WHAT TO WORK ON:
Copy out all of the entries below, switching each "Tag" to "Outline" and leaving everything else as it is.

Records of labeled boxes
————
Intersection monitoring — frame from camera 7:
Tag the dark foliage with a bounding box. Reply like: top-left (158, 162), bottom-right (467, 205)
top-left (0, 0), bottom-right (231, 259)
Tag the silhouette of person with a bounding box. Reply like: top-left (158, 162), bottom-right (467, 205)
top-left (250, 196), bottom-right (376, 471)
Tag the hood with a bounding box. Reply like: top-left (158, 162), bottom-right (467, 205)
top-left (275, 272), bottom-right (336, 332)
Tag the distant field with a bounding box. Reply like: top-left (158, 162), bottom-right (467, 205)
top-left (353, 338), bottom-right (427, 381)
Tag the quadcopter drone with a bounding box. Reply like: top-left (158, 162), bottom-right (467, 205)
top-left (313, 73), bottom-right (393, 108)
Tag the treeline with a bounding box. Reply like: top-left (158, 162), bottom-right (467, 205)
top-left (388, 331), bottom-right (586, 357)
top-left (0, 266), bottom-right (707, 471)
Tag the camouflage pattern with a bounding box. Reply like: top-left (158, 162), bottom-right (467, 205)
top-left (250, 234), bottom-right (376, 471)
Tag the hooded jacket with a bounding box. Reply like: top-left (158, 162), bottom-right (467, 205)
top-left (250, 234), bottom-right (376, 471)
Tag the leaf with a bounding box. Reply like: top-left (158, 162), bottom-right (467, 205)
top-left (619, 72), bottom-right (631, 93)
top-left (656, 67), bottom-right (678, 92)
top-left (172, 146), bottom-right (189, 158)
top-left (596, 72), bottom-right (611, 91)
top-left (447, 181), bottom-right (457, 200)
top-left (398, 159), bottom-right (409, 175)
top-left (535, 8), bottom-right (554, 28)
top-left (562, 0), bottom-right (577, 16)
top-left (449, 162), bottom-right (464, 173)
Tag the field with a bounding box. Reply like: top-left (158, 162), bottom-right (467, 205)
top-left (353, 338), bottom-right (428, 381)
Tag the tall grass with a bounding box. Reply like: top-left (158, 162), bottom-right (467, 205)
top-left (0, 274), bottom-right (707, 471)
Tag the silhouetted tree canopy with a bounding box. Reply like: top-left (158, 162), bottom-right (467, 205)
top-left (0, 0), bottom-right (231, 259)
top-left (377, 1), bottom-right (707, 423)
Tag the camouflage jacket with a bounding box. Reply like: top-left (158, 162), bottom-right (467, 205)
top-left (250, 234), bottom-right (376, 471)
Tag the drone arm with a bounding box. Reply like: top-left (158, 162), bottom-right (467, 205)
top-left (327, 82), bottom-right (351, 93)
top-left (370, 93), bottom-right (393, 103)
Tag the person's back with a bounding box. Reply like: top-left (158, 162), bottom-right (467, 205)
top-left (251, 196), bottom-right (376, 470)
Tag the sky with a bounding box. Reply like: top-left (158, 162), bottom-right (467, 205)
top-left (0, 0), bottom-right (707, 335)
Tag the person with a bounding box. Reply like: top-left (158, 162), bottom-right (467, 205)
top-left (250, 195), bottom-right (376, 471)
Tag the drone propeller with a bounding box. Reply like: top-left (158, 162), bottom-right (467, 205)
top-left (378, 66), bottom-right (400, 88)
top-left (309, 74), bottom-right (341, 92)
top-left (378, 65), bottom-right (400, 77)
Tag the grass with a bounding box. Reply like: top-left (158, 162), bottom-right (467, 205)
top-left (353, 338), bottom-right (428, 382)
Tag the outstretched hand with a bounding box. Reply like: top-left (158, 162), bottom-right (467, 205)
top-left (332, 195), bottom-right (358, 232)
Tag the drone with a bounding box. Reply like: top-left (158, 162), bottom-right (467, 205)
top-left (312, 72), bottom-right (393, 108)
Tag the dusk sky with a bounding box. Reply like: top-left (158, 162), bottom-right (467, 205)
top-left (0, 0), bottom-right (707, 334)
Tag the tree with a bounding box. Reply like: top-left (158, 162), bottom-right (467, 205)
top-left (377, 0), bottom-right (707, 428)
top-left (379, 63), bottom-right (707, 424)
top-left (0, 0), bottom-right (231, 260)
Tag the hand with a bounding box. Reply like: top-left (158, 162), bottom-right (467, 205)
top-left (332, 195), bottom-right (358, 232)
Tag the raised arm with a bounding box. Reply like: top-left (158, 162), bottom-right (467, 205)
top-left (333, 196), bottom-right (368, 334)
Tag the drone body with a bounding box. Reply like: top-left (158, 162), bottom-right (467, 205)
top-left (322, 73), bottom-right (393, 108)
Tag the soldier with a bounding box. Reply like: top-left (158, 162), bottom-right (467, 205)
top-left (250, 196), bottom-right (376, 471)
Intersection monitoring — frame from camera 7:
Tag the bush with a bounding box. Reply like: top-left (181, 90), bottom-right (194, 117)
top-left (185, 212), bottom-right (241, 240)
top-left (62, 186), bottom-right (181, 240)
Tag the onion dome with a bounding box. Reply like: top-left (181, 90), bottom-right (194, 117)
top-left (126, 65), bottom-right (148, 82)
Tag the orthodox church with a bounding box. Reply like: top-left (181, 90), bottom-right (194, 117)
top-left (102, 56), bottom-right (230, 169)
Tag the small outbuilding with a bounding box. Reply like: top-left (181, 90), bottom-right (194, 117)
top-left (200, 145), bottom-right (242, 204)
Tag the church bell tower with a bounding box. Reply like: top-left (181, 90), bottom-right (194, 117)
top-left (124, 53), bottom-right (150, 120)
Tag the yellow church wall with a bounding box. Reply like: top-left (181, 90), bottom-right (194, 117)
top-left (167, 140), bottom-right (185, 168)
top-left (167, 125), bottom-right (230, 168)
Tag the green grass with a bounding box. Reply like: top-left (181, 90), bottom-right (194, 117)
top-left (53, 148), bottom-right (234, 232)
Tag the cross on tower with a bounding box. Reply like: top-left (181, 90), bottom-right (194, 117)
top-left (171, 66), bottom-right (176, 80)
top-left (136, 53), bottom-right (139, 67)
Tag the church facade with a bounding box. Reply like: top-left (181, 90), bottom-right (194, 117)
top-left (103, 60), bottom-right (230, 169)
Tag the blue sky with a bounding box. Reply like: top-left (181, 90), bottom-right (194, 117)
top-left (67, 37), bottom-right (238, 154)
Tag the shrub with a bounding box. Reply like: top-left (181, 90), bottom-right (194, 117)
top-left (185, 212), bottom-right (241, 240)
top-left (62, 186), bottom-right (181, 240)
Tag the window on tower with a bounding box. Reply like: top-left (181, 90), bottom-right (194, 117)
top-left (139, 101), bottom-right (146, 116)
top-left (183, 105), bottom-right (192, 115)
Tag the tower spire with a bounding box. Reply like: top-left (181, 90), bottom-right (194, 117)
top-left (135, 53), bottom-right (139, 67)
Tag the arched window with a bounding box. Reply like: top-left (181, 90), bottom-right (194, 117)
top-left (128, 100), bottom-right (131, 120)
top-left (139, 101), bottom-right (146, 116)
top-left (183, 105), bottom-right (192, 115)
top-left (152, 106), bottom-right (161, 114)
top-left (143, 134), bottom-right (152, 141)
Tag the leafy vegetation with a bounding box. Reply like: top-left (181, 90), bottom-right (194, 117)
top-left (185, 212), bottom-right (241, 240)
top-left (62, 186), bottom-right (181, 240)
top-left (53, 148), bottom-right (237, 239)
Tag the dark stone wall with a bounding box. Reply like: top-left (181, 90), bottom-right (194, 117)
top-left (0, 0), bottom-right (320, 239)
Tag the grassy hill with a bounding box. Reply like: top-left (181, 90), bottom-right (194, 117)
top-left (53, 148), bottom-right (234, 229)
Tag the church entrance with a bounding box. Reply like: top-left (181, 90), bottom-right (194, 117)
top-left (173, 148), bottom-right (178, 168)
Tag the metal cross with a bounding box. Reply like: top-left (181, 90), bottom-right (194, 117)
————
WRITTEN ANSWER:
Intersection monitoring — frame from camera 7:
Outline the dark foliage with a bounding box. Reply like: top-left (158, 162), bottom-right (467, 205)
top-left (0, 0), bottom-right (231, 259)
Outline the silhouette of person with a bounding box. Reply like: top-left (158, 162), bottom-right (467, 205)
top-left (250, 196), bottom-right (376, 471)
Outline the hood with a bounding box. Reply like: top-left (158, 162), bottom-right (467, 205)
top-left (275, 272), bottom-right (336, 332)
Outline the distant field with a bounding box. Reply like: top-left (158, 162), bottom-right (467, 205)
top-left (353, 338), bottom-right (427, 381)
Outline the quadcopter drone with a bounding box. Reply like: top-left (158, 162), bottom-right (467, 205)
top-left (313, 73), bottom-right (393, 108)
Outline the treeline with a bounding box. Reply like: top-left (158, 162), bottom-right (467, 205)
top-left (388, 331), bottom-right (586, 357)
top-left (0, 266), bottom-right (707, 471)
Outline the camouflage pattern with a bounding box. Reply like: top-left (158, 162), bottom-right (467, 205)
top-left (250, 234), bottom-right (376, 471)
Outline the hooded jacket with a bounding box. Reply like: top-left (158, 162), bottom-right (467, 205)
top-left (250, 234), bottom-right (376, 471)
Outline the leaf with a bounding box. Reply like: top-left (158, 162), bottom-right (467, 205)
top-left (619, 72), bottom-right (631, 93)
top-left (656, 67), bottom-right (678, 92)
top-left (172, 146), bottom-right (189, 158)
top-left (596, 72), bottom-right (611, 91)
top-left (447, 181), bottom-right (457, 200)
top-left (398, 159), bottom-right (409, 175)
top-left (535, 8), bottom-right (554, 28)
top-left (562, 0), bottom-right (577, 16)
top-left (449, 162), bottom-right (464, 173)
Outline the field with a bounding box. Reply like: top-left (158, 162), bottom-right (467, 205)
top-left (353, 338), bottom-right (428, 381)
Outline the tall grass with a bounding box. Reply like: top-left (158, 162), bottom-right (467, 205)
top-left (0, 274), bottom-right (707, 471)
Outline the silhouetted tree canopy with a bounding box. Reply like: top-left (158, 162), bottom-right (467, 205)
top-left (0, 0), bottom-right (231, 259)
top-left (377, 1), bottom-right (707, 423)
Outline the camouflage jacket with a bounding box. Reply like: top-left (158, 162), bottom-right (467, 205)
top-left (250, 234), bottom-right (376, 471)
Outline the drone arm with a bounding box. Reply like: top-left (158, 162), bottom-right (467, 205)
top-left (327, 82), bottom-right (351, 93)
top-left (370, 93), bottom-right (393, 103)
Outline the person's back with a bounding box. Reply like: top-left (158, 162), bottom-right (467, 205)
top-left (251, 196), bottom-right (376, 470)
Outline the sky with a bounding box. Reply like: top-left (158, 162), bottom-right (467, 205)
top-left (0, 0), bottom-right (707, 335)
Outline the person with a bounding box. Reply like: top-left (158, 162), bottom-right (467, 205)
top-left (250, 195), bottom-right (376, 471)
Outline the drone propeller with a bounding box. Reply like: top-left (158, 162), bottom-right (467, 205)
top-left (378, 66), bottom-right (400, 88)
top-left (309, 74), bottom-right (341, 92)
top-left (378, 65), bottom-right (400, 77)
Outline the grass with a bounding box. Reply like: top-left (158, 162), bottom-right (467, 205)
top-left (353, 338), bottom-right (428, 382)
Outline the outstretched hand with a bounding box. Reply like: top-left (158, 162), bottom-right (467, 205)
top-left (332, 195), bottom-right (358, 232)
Outline the drone with a bounding box. Reply like: top-left (158, 162), bottom-right (467, 205)
top-left (312, 72), bottom-right (393, 108)
Outline the dusk sky with a bounding box. Reply like: top-left (158, 162), bottom-right (467, 205)
top-left (0, 0), bottom-right (707, 334)
Outline the tree with a bounding box. Reply like: top-left (158, 162), bottom-right (467, 205)
top-left (377, 0), bottom-right (707, 428)
top-left (379, 63), bottom-right (707, 424)
top-left (0, 0), bottom-right (231, 260)
Outline the hand with a bounding box. Reply like: top-left (158, 162), bottom-right (467, 205)
top-left (332, 195), bottom-right (358, 232)
Outline the raised arm with a bounding box. Reply like: top-left (158, 162), bottom-right (467, 205)
top-left (333, 196), bottom-right (368, 334)
Outline the drone body with a bounding box. Reply like: top-left (158, 162), bottom-right (467, 205)
top-left (322, 73), bottom-right (393, 108)
Outline the soldier with a bounding box. Reply like: top-left (158, 162), bottom-right (467, 205)
top-left (250, 196), bottom-right (376, 471)
Intersection monitoring — frame from camera 7:
Outline the bush with a bounding box. Reply like: top-left (181, 90), bottom-right (194, 117)
top-left (185, 212), bottom-right (241, 240)
top-left (62, 186), bottom-right (181, 240)
Outline the onion dome with a bounding box. Reply like: top-left (181, 90), bottom-right (194, 117)
top-left (126, 65), bottom-right (148, 82)
Outline the orthodox church with a bounding box. Reply like: top-left (181, 90), bottom-right (194, 117)
top-left (102, 56), bottom-right (230, 169)
Outline the small outbuilding with a bounding box. Reply like: top-left (181, 90), bottom-right (194, 117)
top-left (200, 145), bottom-right (242, 204)
Outline the church bell tower with a bounding box. Reply like: top-left (181, 90), bottom-right (194, 117)
top-left (124, 53), bottom-right (150, 120)
Outline the yellow church wall with a bounding box. Reply like: top-left (181, 90), bottom-right (194, 117)
top-left (167, 140), bottom-right (185, 168)
top-left (167, 125), bottom-right (230, 168)
Outline the green grass with a bounding box. Reply like: top-left (181, 90), bottom-right (194, 117)
top-left (53, 148), bottom-right (234, 232)
Outline the cross on tower with a bounding box. Reply like: top-left (181, 90), bottom-right (194, 117)
top-left (171, 66), bottom-right (176, 80)
top-left (136, 53), bottom-right (139, 67)
Outline the church facade with a bounding box. Reply like: top-left (181, 90), bottom-right (194, 117)
top-left (103, 60), bottom-right (230, 169)
Outline the blue sky with a bounding box. Reply like: top-left (181, 90), bottom-right (194, 117)
top-left (67, 37), bottom-right (238, 154)
Outline the shrub with a bounding box. Reply like: top-left (181, 90), bottom-right (194, 117)
top-left (185, 212), bottom-right (241, 240)
top-left (62, 186), bottom-right (181, 240)
Outline the window on tower with a bounding box. Reply like: top-left (181, 90), bottom-right (194, 117)
top-left (139, 101), bottom-right (146, 116)
top-left (183, 105), bottom-right (192, 115)
Outline the tower spire with a bounding box. Reply like: top-left (181, 90), bottom-right (194, 117)
top-left (135, 53), bottom-right (139, 67)
Outline the arched window with a bounding box. Reply like: top-left (181, 90), bottom-right (194, 117)
top-left (128, 100), bottom-right (131, 120)
top-left (139, 101), bottom-right (146, 116)
top-left (183, 105), bottom-right (192, 115)
top-left (152, 106), bottom-right (161, 114)
top-left (143, 134), bottom-right (152, 141)
Outline the leafy vegetation with a bounding box. Reply like: top-left (181, 90), bottom-right (194, 117)
top-left (185, 212), bottom-right (241, 240)
top-left (62, 186), bottom-right (181, 240)
top-left (53, 148), bottom-right (237, 239)
Outline the dark stone wall with a bounding box. Reply like: top-left (181, 90), bottom-right (194, 117)
top-left (0, 0), bottom-right (320, 239)
Outline the grassy hill with a bounding box. Reply like: top-left (181, 90), bottom-right (194, 117)
top-left (53, 148), bottom-right (234, 229)
Outline the church entrance with a bounding box. Reply like: top-left (181, 90), bottom-right (194, 117)
top-left (173, 148), bottom-right (178, 168)
Outline the metal cross with a bounding box. Reply like: top-left (181, 90), bottom-right (194, 117)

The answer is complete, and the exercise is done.